In the weather database setup guide below, copy verbatim the passage that opens with the words containing "We need to download" and closes with "of the session.".

▶ [Passage provided]:
[Start]

# Setting up the Weather database

We need to download the database first by using the following code in a *code block* and also upgrade the version of the SQL database (SQLite).
We can run the code by pressing the "▶" play button. This needs to be run once at the begining of the session.




In order to issue SQL commands we will use the SQLite capabilities of Google Colab by loading the SQL extension with the statement `%load_ext sql`:







In [2]:
# now we can use the magic extension to connect to our SQLite DB
# use %sql to write an inline SQL command
%load_ext sql
# Loads the downloaded database (weather data) inthis case
%sql sqlite:///weather.db 
# Shows the sqlite version
%sql SELECT sqlite_version();

 * sqlite:///weather.db
Done.


sqlite_version()
3.41.2


Then we can run SQL queries by using:
- the `%sql` expression for a single line query
- the `%%sql` expression for a multiple line query

## Display all tables
As an example we cal display all the tabled loadded in the database by using the
following statement:

In [3]:
# Display all the table names 
# omiting the ones starting with "sqlite_" (internal not to be used directly)

[End]

▶ [Dataset excerpts]:
[Start]

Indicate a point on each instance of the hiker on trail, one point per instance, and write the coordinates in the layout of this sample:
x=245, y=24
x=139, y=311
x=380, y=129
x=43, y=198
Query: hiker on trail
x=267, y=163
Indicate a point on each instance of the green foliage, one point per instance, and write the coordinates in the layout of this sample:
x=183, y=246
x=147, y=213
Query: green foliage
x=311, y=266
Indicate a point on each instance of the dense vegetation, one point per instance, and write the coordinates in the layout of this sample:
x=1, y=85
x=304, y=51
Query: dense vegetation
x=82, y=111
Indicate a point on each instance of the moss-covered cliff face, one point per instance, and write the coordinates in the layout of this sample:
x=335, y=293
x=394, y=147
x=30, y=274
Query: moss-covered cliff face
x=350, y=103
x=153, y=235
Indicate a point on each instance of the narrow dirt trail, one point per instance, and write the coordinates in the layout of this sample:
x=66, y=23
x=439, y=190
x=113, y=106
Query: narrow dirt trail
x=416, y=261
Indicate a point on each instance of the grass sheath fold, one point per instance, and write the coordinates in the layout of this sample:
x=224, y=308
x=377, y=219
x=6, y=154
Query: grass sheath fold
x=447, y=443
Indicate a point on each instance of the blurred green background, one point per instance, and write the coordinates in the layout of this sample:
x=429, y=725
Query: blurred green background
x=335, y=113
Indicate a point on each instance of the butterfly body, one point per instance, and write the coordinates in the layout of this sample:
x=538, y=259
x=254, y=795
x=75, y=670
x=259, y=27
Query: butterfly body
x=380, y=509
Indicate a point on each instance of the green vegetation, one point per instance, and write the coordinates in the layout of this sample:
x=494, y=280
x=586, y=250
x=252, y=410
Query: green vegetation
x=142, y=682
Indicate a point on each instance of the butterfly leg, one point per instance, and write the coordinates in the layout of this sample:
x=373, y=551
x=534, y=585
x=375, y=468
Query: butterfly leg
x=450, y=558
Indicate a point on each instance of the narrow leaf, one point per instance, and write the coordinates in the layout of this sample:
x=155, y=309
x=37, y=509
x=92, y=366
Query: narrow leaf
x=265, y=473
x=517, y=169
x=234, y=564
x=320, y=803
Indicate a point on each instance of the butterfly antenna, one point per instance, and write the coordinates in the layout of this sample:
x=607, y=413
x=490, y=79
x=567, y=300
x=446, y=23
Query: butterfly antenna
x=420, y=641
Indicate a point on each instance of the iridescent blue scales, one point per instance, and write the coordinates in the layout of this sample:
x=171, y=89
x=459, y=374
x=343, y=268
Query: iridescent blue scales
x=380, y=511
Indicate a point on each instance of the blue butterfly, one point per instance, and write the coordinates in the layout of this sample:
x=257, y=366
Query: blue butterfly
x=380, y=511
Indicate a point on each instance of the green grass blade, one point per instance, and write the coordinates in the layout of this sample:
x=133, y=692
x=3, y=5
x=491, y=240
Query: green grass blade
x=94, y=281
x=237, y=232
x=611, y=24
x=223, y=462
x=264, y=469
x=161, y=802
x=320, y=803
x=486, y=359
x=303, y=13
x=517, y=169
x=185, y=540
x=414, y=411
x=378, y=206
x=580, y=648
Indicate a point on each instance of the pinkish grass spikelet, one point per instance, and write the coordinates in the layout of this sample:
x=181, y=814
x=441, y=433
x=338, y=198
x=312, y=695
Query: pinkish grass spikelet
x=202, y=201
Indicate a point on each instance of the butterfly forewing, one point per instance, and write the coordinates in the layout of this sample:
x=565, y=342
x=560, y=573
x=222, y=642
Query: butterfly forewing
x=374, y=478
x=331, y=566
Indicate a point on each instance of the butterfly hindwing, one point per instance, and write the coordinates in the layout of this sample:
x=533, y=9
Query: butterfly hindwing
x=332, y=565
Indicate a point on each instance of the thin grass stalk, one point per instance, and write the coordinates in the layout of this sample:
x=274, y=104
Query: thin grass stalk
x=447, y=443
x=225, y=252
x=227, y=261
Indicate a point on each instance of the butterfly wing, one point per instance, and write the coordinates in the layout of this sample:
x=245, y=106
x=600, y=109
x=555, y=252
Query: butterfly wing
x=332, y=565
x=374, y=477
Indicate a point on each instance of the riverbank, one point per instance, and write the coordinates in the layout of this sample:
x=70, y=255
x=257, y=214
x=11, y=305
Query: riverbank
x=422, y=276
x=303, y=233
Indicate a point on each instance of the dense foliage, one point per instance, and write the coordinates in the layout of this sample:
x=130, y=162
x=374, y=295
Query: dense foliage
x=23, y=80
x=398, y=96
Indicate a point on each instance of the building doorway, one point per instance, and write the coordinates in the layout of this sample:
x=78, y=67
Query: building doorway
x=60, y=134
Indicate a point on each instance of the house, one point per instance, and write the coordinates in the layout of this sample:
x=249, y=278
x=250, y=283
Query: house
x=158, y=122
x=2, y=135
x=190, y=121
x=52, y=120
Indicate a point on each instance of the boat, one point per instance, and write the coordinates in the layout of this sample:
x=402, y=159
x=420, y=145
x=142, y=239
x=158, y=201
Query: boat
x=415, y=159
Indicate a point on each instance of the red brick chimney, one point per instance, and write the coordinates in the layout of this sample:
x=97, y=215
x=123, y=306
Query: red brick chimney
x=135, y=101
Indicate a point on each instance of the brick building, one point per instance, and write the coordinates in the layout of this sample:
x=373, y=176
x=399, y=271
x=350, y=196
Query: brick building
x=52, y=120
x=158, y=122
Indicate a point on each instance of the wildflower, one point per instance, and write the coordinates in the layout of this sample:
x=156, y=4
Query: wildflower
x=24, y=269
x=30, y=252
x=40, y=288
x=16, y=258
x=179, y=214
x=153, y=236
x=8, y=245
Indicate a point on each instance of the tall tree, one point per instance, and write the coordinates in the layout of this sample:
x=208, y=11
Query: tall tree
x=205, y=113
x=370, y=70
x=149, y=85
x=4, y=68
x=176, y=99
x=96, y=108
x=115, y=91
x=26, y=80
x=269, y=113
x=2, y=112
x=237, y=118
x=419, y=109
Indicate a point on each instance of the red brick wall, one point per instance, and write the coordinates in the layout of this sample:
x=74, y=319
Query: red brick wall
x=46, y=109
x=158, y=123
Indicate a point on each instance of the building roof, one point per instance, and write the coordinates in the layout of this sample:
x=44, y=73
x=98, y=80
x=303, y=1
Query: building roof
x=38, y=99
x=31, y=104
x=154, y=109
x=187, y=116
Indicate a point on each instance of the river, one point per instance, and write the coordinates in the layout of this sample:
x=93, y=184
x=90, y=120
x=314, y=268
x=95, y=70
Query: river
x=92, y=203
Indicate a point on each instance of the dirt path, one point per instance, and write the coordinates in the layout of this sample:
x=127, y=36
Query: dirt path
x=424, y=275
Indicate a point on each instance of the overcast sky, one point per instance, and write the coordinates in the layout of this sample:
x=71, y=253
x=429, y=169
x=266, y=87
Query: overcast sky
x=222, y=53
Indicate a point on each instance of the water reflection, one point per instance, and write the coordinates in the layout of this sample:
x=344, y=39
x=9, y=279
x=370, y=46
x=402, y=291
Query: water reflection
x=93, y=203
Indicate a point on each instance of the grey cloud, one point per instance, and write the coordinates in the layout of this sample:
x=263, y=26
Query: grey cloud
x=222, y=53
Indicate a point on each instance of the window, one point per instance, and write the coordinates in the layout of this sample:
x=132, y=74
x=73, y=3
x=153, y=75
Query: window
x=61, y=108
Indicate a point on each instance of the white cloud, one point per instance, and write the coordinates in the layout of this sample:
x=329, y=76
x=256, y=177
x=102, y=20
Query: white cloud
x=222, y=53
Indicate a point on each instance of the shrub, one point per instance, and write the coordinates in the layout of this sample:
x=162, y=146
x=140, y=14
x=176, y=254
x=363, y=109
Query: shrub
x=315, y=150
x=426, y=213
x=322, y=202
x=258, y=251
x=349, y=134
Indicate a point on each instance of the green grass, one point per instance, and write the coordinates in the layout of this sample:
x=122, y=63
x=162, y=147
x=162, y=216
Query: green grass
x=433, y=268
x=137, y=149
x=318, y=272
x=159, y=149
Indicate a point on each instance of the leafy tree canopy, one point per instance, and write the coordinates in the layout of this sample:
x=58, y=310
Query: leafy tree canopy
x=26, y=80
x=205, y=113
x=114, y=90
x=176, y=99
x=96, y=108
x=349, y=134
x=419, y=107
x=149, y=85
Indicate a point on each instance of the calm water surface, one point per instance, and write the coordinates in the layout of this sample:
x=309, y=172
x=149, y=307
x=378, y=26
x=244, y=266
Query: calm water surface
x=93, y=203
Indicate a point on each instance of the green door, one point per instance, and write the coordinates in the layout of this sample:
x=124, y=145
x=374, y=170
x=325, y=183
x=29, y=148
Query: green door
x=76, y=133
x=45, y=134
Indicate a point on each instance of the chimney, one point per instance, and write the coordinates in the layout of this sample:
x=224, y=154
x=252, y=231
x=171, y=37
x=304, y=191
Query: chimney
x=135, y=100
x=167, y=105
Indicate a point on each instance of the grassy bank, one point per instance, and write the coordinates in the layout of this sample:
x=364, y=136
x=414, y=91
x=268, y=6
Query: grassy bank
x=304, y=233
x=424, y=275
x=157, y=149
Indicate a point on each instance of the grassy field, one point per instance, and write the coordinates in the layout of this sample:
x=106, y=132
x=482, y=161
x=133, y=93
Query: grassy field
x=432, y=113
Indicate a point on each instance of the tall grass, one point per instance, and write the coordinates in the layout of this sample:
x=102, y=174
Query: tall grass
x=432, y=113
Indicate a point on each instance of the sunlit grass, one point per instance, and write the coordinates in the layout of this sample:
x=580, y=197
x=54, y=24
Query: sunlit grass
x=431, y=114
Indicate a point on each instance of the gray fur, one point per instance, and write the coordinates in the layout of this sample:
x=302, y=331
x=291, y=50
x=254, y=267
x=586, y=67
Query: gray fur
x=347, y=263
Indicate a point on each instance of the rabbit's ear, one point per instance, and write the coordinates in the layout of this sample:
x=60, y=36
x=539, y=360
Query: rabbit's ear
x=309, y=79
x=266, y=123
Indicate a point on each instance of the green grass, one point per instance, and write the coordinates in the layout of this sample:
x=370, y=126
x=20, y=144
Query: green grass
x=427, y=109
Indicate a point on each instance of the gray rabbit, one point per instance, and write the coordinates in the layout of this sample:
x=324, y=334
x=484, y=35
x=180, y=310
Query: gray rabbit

[End]

▶ [Task answer]:
We need to download the database first by using the following code in a *code block* and also upgrade the version of the SQL database (SQLite).
We can run the code by pressing the "▶" play button. This needs to be run once at the begining of the session.